▸ Task objective: Repeat the following rows word for word, leaving out the pictures.

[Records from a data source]
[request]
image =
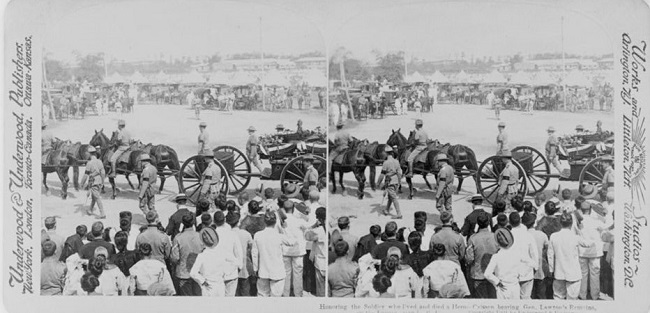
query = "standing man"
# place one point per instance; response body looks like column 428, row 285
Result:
column 393, row 173
column 211, row 179
column 508, row 179
column 148, row 185
column 502, row 139
column 123, row 141
column 445, row 183
column 251, row 149
column 204, row 138
column 421, row 139
column 311, row 175
column 341, row 142
column 551, row 150
column 95, row 174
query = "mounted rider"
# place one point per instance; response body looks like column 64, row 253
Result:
column 342, row 141
column 508, row 179
column 123, row 141
column 210, row 180
column 421, row 139
column 445, row 183
column 147, row 185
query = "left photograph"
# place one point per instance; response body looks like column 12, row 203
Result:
column 184, row 153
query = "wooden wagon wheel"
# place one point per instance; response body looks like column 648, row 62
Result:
column 239, row 174
column 190, row 177
column 592, row 174
column 539, row 170
column 487, row 178
column 294, row 171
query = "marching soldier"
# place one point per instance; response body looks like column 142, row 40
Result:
column 421, row 139
column 608, row 178
column 552, row 144
column 210, row 179
column 502, row 139
column 445, row 183
column 392, row 171
column 147, row 185
column 251, row 149
column 341, row 141
column 123, row 140
column 508, row 179
column 95, row 174
column 204, row 138
column 311, row 175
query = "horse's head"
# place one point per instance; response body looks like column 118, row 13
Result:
column 99, row 139
column 397, row 139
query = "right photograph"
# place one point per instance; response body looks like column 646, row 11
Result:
column 471, row 154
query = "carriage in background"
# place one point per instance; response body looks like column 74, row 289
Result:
column 585, row 153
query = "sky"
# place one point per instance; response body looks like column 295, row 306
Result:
column 437, row 31
column 138, row 30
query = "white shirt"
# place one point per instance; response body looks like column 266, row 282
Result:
column 525, row 243
column 149, row 271
column 267, row 253
column 230, row 247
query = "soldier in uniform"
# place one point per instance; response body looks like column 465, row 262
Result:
column 552, row 144
column 46, row 142
column 341, row 141
column 95, row 174
column 251, row 149
column 311, row 175
column 445, row 182
column 502, row 139
column 123, row 140
column 608, row 178
column 204, row 138
column 210, row 180
column 508, row 179
column 147, row 185
column 421, row 139
column 392, row 172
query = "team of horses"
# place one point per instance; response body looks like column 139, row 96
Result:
column 363, row 154
column 65, row 154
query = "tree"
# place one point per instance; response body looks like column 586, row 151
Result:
column 390, row 66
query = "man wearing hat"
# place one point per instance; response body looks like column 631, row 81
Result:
column 123, row 141
column 341, row 142
column 563, row 259
column 421, row 139
column 469, row 225
column 204, row 138
column 502, row 139
column 552, row 145
column 608, row 177
column 210, row 179
column 508, row 179
column 50, row 226
column 392, row 171
column 148, row 179
column 311, row 174
column 53, row 271
column 251, row 149
column 160, row 244
column 343, row 233
column 95, row 174
column 444, row 188
column 185, row 245
column 176, row 219
column 503, row 269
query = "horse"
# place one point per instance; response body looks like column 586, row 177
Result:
column 352, row 161
column 56, row 160
column 107, row 148
column 162, row 157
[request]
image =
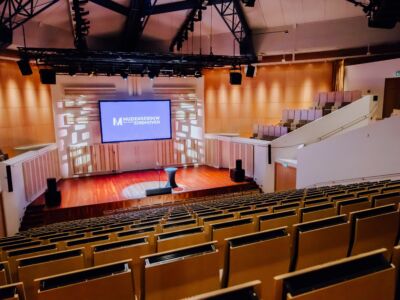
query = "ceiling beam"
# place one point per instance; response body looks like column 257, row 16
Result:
column 156, row 9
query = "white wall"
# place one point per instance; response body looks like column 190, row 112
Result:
column 133, row 155
column 370, row 78
column 352, row 116
column 361, row 153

▸ Task result:
[request]
image =
query = "standing man"
# place one point per instance; response body looks like column 428, row 285
Result:
column 393, row 173
column 211, row 179
column 508, row 179
column 148, row 185
column 502, row 139
column 123, row 141
column 445, row 183
column 251, row 149
column 204, row 138
column 421, row 139
column 311, row 175
column 341, row 142
column 551, row 150
column 95, row 174
query = "mounted rider"
# place one point per instance; response body looks like column 64, row 253
Result:
column 342, row 141
column 508, row 179
column 123, row 141
column 210, row 180
column 421, row 139
column 445, row 183
column 147, row 185
query = "left photograph"
# place one point per instance; response body looks like column 12, row 203
Result:
column 184, row 153
query = "wooden wagon wheel"
# place one point per instance; response body looks like column 648, row 62
Result:
column 239, row 174
column 190, row 177
column 592, row 174
column 539, row 170
column 487, row 178
column 294, row 171
query = "marching soldier"
# place one point per instance; response body looks like column 142, row 40
Result:
column 421, row 139
column 608, row 178
column 552, row 144
column 210, row 179
column 502, row 139
column 445, row 183
column 392, row 171
column 147, row 185
column 251, row 149
column 341, row 141
column 123, row 140
column 508, row 179
column 95, row 174
column 204, row 138
column 311, row 175
query = "horse's head"
# place one point per instance; response body looks like column 118, row 13
Result:
column 99, row 139
column 397, row 139
query = "right photograph"
# place one point per instance; response body looks like column 646, row 11
Result:
column 471, row 154
query = "carriage in background"
# place one point per instance; response body looks like column 74, row 289
Result:
column 585, row 153
query = "sky"
# place one point per instance; response body looks like column 295, row 306
Result:
column 437, row 31
column 138, row 30
query = "white shirt"
# place one point per instance; response body looks like column 266, row 282
Result:
column 525, row 243
column 149, row 271
column 267, row 253
column 230, row 247
query = "soldier in uniform"
# place one point per instance; response body looks like column 465, row 262
Result:
column 552, row 144
column 46, row 142
column 341, row 141
column 95, row 174
column 251, row 149
column 311, row 175
column 445, row 182
column 502, row 139
column 123, row 140
column 608, row 178
column 204, row 138
column 210, row 180
column 508, row 179
column 147, row 185
column 421, row 139
column 392, row 172
query = "team of horses"
# place one point per instance; response body looks like column 139, row 96
Result:
column 363, row 154
column 65, row 154
query = "tree"
# place one point per instance; response body looks like column 586, row 151
Result:
column 390, row 66
query = "man wearing hat"
# place one point per instance; response body looks like column 631, row 81
Result:
column 123, row 141
column 341, row 142
column 563, row 259
column 421, row 139
column 469, row 225
column 204, row 138
column 502, row 139
column 552, row 145
column 608, row 177
column 210, row 179
column 508, row 179
column 50, row 226
column 392, row 171
column 148, row 179
column 311, row 174
column 53, row 271
column 251, row 149
column 160, row 244
column 343, row 233
column 95, row 174
column 444, row 188
column 185, row 245
column 176, row 219
column 503, row 269
query = "horse"
# place one point per instance; response body looks like column 586, row 177
Result:
column 352, row 161
column 56, row 160
column 107, row 148
column 162, row 157
[request]
image =
query = "ceiling beam"
# place one point per instance; response body looks like column 257, row 16
Result:
column 156, row 9
query = "white wall"
# place one point per instance; response body looks like column 190, row 112
Result:
column 133, row 155
column 370, row 78
column 352, row 116
column 361, row 153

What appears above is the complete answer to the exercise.